• **WHAT YOU HAVE TO DO**: When you reproduce the entries below, keep each one exact and drop any pictures.

• **RECORDED DATA**:
============================================================

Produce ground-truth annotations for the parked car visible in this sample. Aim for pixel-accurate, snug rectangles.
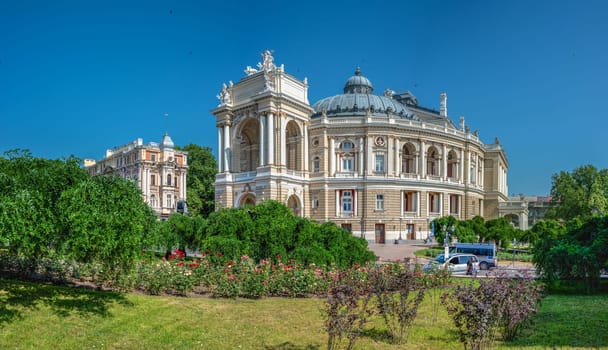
[424,253,479,275]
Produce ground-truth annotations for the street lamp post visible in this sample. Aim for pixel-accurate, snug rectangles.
[443,225,449,260]
[398,218,402,241]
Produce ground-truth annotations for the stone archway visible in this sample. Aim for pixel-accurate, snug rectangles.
[238,193,256,207]
[286,194,301,217]
[237,118,260,172]
[504,213,519,228]
[285,121,301,171]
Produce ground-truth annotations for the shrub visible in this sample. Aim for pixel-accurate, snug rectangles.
[368,263,425,344]
[323,268,373,350]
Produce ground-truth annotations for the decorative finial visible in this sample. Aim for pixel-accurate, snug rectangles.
[355,67,361,76]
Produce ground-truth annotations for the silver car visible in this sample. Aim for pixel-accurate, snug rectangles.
[424,253,479,275]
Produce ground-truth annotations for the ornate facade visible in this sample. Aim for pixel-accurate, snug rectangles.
[85,134,188,218]
[212,51,510,242]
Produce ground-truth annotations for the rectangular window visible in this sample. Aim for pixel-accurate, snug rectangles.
[376,194,384,211]
[312,157,320,173]
[151,154,156,162]
[166,194,172,208]
[312,196,319,209]
[341,223,352,233]
[342,190,353,213]
[151,175,156,186]
[429,193,441,213]
[450,195,459,214]
[375,154,385,172]
[342,157,353,172]
[403,191,418,213]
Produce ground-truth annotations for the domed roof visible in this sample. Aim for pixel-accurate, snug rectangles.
[343,67,373,94]
[312,68,418,120]
[160,133,174,149]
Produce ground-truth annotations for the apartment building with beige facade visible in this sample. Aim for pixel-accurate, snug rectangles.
[212,51,512,242]
[85,134,188,219]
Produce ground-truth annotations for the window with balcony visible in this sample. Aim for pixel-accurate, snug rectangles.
[403,191,418,213]
[449,194,460,215]
[402,143,416,174]
[342,190,353,213]
[429,192,441,214]
[447,150,458,179]
[342,157,353,172]
[427,147,440,176]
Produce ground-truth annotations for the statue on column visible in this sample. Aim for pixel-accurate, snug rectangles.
[216,82,232,106]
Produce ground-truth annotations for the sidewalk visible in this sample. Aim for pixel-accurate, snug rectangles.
[367,241,432,262]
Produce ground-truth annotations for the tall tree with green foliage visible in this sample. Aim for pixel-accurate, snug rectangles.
[547,164,608,221]
[176,144,217,217]
[58,175,158,275]
[0,150,87,261]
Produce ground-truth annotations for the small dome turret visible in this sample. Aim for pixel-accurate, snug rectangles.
[161,133,175,150]
[343,67,374,94]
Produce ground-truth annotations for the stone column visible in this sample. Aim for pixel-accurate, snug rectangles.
[460,149,465,183]
[223,124,230,172]
[329,138,335,176]
[217,127,223,172]
[280,115,286,166]
[335,190,340,216]
[442,144,448,179]
[420,141,426,178]
[400,191,404,216]
[259,114,266,166]
[303,123,308,171]
[467,151,471,184]
[353,190,358,217]
[267,112,275,165]
[394,138,400,176]
[387,137,392,175]
[359,138,364,176]
[367,136,373,175]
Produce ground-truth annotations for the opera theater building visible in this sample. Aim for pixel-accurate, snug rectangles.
[212,51,510,242]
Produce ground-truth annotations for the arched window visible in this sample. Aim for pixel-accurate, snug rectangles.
[447,150,458,178]
[150,195,156,208]
[166,194,172,208]
[402,143,416,174]
[341,141,354,150]
[427,147,440,176]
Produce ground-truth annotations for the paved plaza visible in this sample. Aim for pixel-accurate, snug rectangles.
[367,241,432,262]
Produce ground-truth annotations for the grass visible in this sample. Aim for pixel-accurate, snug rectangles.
[1,278,607,349]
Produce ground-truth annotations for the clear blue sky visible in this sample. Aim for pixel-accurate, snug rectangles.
[1,0,607,196]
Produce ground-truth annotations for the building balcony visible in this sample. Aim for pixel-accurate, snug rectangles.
[234,171,257,182]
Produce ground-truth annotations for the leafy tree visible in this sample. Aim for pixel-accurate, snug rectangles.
[58,175,157,275]
[431,216,458,245]
[483,217,515,248]
[547,165,608,221]
[533,216,608,292]
[176,144,217,217]
[0,150,87,263]
[200,201,375,267]
[155,214,205,256]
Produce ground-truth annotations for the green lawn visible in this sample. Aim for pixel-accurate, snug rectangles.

============================================================

• **FINISHED EXERCISE**:
Produce ground-truth annotations for the parked car visible in this sample. Aim for pixel-accurate, snug rectangles.
[424,253,479,275]
Produce ground-truth annotations for the street lamp post visible in this sample. Aim for pixel-accurate, snug rectangles.
[443,225,449,260]
[398,218,402,241]
Produce ground-truth annotations for the stone archway visible in this sample. Aim for pixel-accurate, snug rectangles.
[238,193,256,207]
[286,194,301,217]
[237,118,260,172]
[504,213,519,228]
[285,121,301,171]
Produce ground-truth annotations for the shrub visible in this sample. Aim for pixel-accurate, snug rectangles.
[368,263,425,344]
[323,268,373,350]
Produce ground-truth annotations for the decorative finial visible in this sample. Aim for pixel-accurate, snug rectangles.
[355,67,361,76]
Produce ground-truth annotations for the silver car visible in this sample. Aim for pixel-accurate, snug rectangles.
[424,253,479,275]
Produce ground-truth annotations for the ornate facade visible in this sample. Aim for pixel-accurate, snug rectangles.
[85,134,188,218]
[212,51,510,242]
Produce ground-truth annotations for the rectangular window visible in this sample. Aim for pixel-accurate, snug rectangles.
[376,194,384,211]
[312,157,320,173]
[151,154,156,162]
[166,194,172,208]
[312,196,319,209]
[341,223,352,233]
[342,190,353,213]
[151,175,156,186]
[429,193,441,213]
[450,195,459,214]
[375,154,385,172]
[342,157,353,172]
[403,191,418,213]
Produce ground-truth annotations for the domed roof visible in this sample. Aim for pixel-accurate, snug rectangles.
[343,67,373,94]
[312,68,418,120]
[160,133,174,149]
Produce ground-truth annotations for the apartment building with beige facade visible in this sample. Aim for pixel-accurate, snug rectangles.
[212,51,512,242]
[85,134,188,219]
Produce ground-truth annotations for the window with balcony visible in this sample. Aim for pixel-accurate, snug rectangles.
[403,191,418,213]
[449,194,460,215]
[402,143,416,174]
[342,190,353,213]
[429,192,441,214]
[447,150,458,179]
[342,157,353,172]
[427,147,440,176]
Produce ground-truth annotations for the statue on column visible in this sample. Aim for pixel-accurate, snug rectangles.
[216,82,232,106]
Produce ground-truth annotations for the sidewalk visible in this sample. Aim for pixel-accurate, snug rectangles.
[367,241,432,262]
Produce ground-truth annotations for the tall tree with green foliage visible in this sample. Aim for pixel-accurate, snug rectangles.
[547,164,608,221]
[176,144,217,217]
[58,175,158,275]
[0,150,87,261]
Produce ground-truth annotations for the small dome turret visible in this sample. Aim for pixel-accurate, snug rectangles.
[161,133,175,150]
[343,67,374,94]
Produce ground-truth annotations for the stone column visible in this sample. Aim for pixel-accurate, snug rectangles.
[460,149,465,183]
[223,124,230,172]
[329,138,335,176]
[217,127,223,172]
[280,115,286,166]
[335,190,340,216]
[442,144,448,179]
[420,141,426,178]
[400,191,404,216]
[259,114,266,166]
[303,123,308,171]
[467,151,471,184]
[353,190,358,217]
[267,112,275,165]
[394,138,400,176]
[387,137,392,175]
[359,138,364,176]
[367,136,373,175]
Produce ground-truth annotations for the opera theater building visible in this sample. Aim for pixel-accurate, snug rectangles.
[212,51,510,242]
Produce ground-truth annotations for the arched window visible in this sample. Aim for pixel-accurate, snug rectangles.
[447,150,458,178]
[150,195,156,208]
[166,194,172,208]
[402,143,416,174]
[341,141,354,150]
[427,147,440,176]
Produce ground-truth annotations for the paved plaza visible in this sample. Aim for pixel-accurate, snug rectangles.
[367,241,432,262]
Produce ground-truth annotations for the grass visible in this sample. Aim for pixel-accurate, snug rectangles.
[1,278,607,349]
Produce ground-truth annotations for the clear blue sky visible in this sample. Aim for pixel-accurate, snug rectangles.
[1,0,607,196]
Produce ground-truth annotations for the building balcony visible in this sample. Aim for pixel-accurate, snug rectangles.
[234,171,257,182]
Produce ground-truth annotations for the leafy tree visible in this sample. Aim for pixel-accurate, snug rectangles.
[58,175,157,275]
[431,216,458,245]
[483,217,515,248]
[547,165,608,221]
[533,216,608,292]
[176,144,217,217]
[0,150,87,263]
[200,201,375,267]
[155,214,205,256]
Produce ground-truth annotations for the green lawn visible in this sample. Aim for pixel-accurate, snug rectangles.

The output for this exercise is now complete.